> _REQUIRED ACTION_
What is the number of lines in the data below that contain "orange"? Answer with that number and no other words.

> _INPUT MATERIAL_
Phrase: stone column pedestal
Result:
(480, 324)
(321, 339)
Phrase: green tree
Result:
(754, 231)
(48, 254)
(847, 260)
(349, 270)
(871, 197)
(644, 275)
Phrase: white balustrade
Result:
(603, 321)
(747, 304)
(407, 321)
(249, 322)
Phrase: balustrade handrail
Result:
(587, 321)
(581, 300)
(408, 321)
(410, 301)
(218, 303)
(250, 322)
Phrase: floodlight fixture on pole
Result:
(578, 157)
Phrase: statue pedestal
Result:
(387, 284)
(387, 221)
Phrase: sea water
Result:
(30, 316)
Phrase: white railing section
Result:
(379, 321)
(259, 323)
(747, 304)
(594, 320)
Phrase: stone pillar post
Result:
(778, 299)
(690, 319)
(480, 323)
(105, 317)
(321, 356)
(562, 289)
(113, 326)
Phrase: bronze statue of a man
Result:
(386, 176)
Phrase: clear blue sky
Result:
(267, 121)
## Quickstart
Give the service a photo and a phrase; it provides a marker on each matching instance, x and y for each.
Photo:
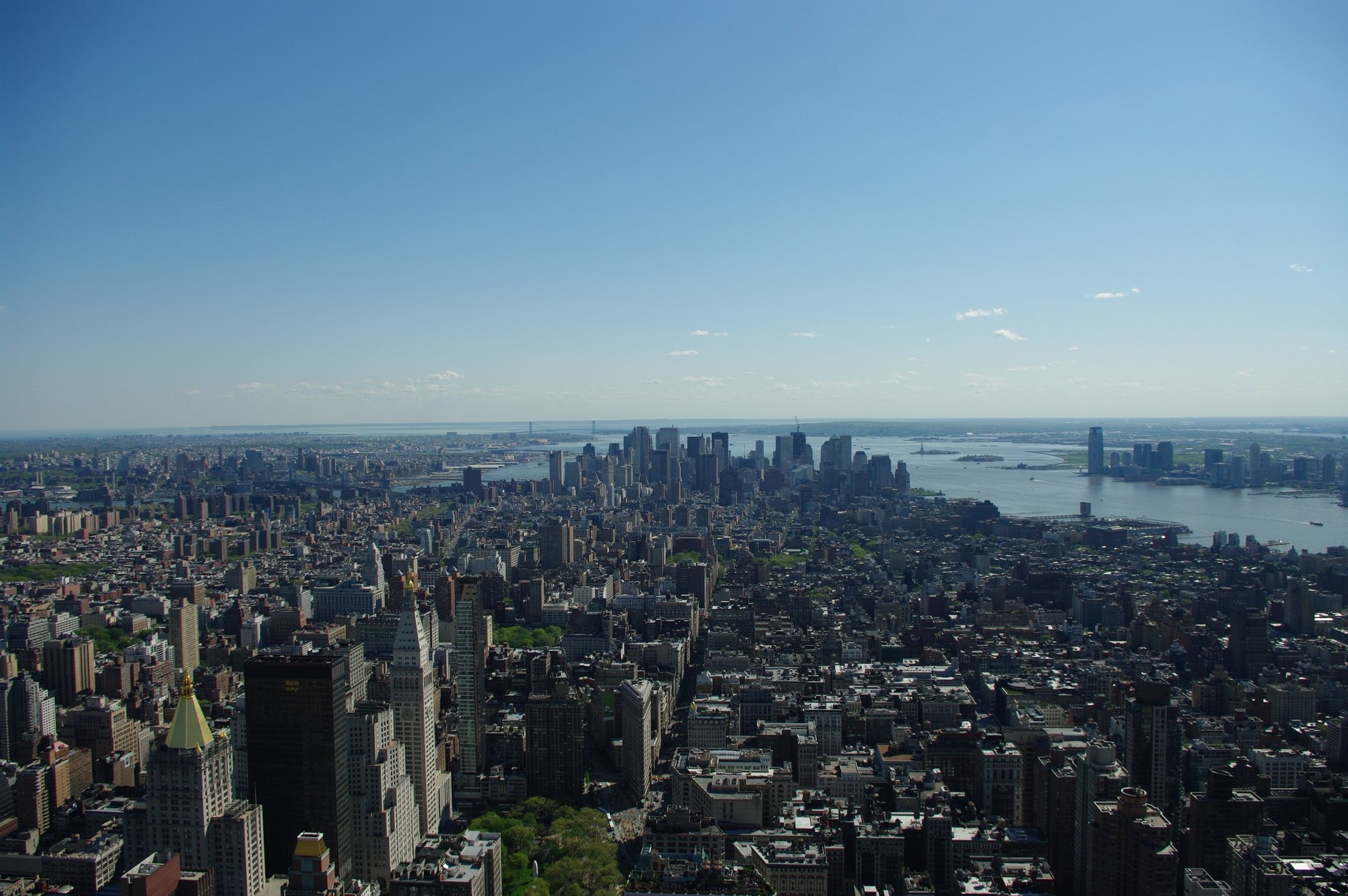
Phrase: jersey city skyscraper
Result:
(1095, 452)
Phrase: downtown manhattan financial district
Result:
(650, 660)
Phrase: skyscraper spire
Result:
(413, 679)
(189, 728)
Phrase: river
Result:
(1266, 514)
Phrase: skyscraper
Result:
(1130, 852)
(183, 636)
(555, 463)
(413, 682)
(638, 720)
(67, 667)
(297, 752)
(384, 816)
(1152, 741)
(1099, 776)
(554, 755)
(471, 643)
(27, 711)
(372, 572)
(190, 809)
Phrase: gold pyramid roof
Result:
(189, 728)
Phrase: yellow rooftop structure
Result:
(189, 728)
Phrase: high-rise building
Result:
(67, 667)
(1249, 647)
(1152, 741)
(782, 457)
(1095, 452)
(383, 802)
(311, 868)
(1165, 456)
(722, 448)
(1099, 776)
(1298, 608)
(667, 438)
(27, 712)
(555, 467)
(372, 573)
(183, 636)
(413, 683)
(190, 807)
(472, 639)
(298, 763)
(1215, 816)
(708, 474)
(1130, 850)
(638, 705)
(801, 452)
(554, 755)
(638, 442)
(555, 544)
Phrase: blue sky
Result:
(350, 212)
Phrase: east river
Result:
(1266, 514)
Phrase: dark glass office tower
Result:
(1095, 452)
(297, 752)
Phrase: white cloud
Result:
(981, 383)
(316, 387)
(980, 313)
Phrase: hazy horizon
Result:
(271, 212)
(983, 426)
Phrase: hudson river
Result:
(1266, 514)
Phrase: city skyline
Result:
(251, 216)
* * *
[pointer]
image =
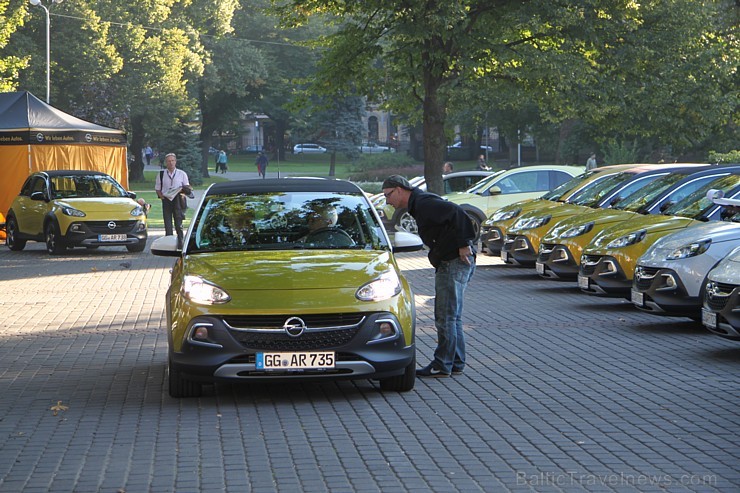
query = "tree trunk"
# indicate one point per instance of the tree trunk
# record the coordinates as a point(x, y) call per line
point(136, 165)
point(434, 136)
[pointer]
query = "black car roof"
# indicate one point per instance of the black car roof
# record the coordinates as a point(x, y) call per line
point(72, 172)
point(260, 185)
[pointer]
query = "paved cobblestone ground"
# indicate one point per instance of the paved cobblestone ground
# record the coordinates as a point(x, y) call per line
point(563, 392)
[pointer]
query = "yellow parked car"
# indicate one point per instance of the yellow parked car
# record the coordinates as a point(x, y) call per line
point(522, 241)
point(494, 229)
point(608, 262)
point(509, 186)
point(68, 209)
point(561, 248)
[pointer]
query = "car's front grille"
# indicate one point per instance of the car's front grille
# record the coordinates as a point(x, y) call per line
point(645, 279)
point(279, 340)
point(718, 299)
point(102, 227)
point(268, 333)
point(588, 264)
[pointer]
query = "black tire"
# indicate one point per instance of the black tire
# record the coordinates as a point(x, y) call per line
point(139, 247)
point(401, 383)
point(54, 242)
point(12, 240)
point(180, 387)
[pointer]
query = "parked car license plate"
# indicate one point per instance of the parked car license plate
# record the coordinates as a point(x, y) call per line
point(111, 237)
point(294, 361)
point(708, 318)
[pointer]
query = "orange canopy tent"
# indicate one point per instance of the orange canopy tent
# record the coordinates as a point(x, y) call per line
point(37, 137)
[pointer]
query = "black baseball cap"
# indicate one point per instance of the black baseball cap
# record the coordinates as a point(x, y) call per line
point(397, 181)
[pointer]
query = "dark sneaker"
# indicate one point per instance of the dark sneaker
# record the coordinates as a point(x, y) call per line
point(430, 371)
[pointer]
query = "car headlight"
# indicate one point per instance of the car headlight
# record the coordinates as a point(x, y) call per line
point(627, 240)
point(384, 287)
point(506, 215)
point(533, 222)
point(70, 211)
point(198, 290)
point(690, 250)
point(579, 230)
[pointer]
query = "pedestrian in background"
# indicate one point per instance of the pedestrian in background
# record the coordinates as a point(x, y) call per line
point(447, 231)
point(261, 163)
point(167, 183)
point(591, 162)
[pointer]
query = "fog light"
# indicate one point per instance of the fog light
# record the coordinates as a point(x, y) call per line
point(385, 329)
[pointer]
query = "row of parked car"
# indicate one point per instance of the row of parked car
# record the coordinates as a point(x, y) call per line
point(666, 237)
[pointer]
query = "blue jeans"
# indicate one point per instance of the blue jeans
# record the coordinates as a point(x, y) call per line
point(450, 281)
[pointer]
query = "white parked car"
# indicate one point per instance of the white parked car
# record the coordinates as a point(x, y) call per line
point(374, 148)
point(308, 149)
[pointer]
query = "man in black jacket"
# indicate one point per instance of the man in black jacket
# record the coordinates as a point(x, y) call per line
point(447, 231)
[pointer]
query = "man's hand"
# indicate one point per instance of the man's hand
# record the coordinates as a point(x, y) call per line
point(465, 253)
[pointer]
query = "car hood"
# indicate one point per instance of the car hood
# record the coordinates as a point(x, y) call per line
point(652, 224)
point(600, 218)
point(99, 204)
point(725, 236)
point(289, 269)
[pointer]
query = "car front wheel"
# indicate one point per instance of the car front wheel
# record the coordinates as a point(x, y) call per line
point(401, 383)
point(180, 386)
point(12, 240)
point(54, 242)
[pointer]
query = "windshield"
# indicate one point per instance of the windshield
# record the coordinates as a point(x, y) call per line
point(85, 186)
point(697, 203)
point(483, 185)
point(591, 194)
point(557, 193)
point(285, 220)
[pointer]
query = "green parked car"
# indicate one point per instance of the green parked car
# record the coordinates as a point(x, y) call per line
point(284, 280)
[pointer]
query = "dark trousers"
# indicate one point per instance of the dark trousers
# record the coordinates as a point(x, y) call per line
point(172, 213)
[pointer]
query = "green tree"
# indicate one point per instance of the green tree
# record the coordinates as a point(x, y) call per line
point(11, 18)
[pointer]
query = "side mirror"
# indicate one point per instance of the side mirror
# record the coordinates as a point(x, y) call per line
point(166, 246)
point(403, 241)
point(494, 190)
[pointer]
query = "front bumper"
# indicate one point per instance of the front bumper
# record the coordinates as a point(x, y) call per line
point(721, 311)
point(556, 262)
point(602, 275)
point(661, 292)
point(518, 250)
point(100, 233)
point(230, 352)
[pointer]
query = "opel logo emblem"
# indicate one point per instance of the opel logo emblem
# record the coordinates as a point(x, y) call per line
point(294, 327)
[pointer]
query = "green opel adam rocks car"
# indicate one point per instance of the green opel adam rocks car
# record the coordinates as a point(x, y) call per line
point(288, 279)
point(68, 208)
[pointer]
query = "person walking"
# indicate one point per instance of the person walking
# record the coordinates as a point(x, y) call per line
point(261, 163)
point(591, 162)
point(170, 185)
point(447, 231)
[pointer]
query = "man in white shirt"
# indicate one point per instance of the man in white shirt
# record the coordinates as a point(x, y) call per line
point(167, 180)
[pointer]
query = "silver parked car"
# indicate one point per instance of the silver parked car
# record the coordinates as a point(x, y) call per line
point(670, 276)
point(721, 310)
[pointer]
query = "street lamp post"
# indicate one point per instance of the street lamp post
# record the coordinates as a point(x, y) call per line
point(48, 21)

> _EXERCISE ANSWER_
2